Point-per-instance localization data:
═══

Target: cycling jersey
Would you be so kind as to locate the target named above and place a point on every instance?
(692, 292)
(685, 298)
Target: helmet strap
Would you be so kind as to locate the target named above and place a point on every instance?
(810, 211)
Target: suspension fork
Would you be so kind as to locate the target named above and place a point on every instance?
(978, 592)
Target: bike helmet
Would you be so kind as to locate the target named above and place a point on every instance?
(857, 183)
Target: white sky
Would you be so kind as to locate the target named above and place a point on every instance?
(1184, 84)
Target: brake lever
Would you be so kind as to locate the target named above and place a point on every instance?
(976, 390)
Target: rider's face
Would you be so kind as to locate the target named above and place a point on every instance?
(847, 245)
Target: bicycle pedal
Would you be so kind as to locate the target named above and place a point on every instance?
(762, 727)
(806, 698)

═══

Brief
Print, exactly as they appear above, the lines running from the one with "Target: helmet strap" through the final line.

Response to the exercise
Target: helmet strap
Would you be so kind as to locate the target named above and place a point on every instance?
(810, 211)
Target: suspension fork
Would you be so kind as to locate the target named above and place a point on every instance?
(978, 592)
Target: bike helmet
Would you be so kind as to locate the target named above and place a point on every instance?
(857, 183)
Target: white sky
Would you be so kind as to locate the target named above and place a point on every instance?
(1184, 84)
Target: brake lever
Would you be so kind as to locate the target named above and place a point on every instance?
(976, 390)
Target: rider's face
Would you be so kind as to locate the target named above and place a point on every instance?
(847, 245)
Target: bicycle pedal
Would you be so kind as to locate the target named above and place a point on every instance?
(762, 727)
(806, 698)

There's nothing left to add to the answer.